Blayney recommends that even older borrowers who take on a 30-year mortgage take steps to pay off the loan or lower the monthly payment significantly by the time they retire.

That could mean making extra payments during the early years of the loan, or putting up more than the minimum down payment so the borrower is financing a smaller amount. A 15-year mortgage, which typically translates into lower interest, but higher monthly payments, is another route to a quicker loan payoff.

LOOK INTO FIRST-TIME BUYER ASSISTANCE

One of the biggest obstacles to homeownership is coming up with a down payment to qualify for a loan.

Federal and state housing agencies offer assistance for first-time homebuyers, including in many cases former homeowners who haven't owned a home for at least three years. You can find a list of some programs by state at www.hud.gov .

Remember though, while some loan programs allow homebuyers to make a down payment of as little as 3.5 percent of the purchase price, experts say you'll need to save enough for at least a 20 percent down payment in order to get the lowest interest rate and avoid having to pay private mortgage insurance, or PMI.

And they can come with hefty fees and restrictions.

ASK YOURSELF IF THIS IS THE RIGHT TIME TO BUY?

You may want to own a home, but are you financially ready to take on the financial commitment that comes with a home loan?

Experts recommend borrowers consider the implications of buying a home in their later years, as well as taking on a large loan

"This isn't the situation where if you happen to time your purchase incorrectly when you're 25 and you buy at the top of the market, you still have most of your life left to recover financially," says Rick Sharga, executive vice president at home auction site Auction.com.

CONSULT WITH A FINANCIAL PLANNER

Buying a home in midlife or beyond has direct implications on retirement.

Homeownership can bring stability to one's monthly housing costs, versus rental housing, as well as tax benefits, but it also carries with it a trove of costs, including property taxes, insurance and maintenance.

A good way to evaluate all the ways buying a home, whether in cash or through financing, will affect one's retirement finances is to enlist a financial planner to go over one's retirement goals.

"You have to sharpen your pencil, sit down and do all the math," Blayney says. "There's no one answer."
****************************************
* _Task instructions_
1: In the home-buying article, what size of down payment do experts say you need to get the lowest interest rate and avoid private mortgage insurance?
2: Please say whether each statement agrees with the home-buying article, answering yes or no and quoting the deciding words: (a) A 15-year mortgage usually comes with higher monthly payments. (b) Rick Sharga is described as a financial planner. (c) First-time buyer assistance can cover former homeowners who haven't owned a home for at least three years.
These items come from a separate source.

* _Location labeling records_
****************************************
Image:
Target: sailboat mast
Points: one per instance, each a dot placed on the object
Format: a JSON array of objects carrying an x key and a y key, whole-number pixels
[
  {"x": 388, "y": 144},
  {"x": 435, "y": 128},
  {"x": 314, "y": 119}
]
****************************************
* _Problem solutions_
1: At least 20 percent.

2:
(a) Yes: "typically translates into lower interest, but higher monthly payments"
(b) No: "executive vice president at home auction site Auction.com"
(c) Yes: "including in many cases former homeowners who haven't owned a home for at least three years"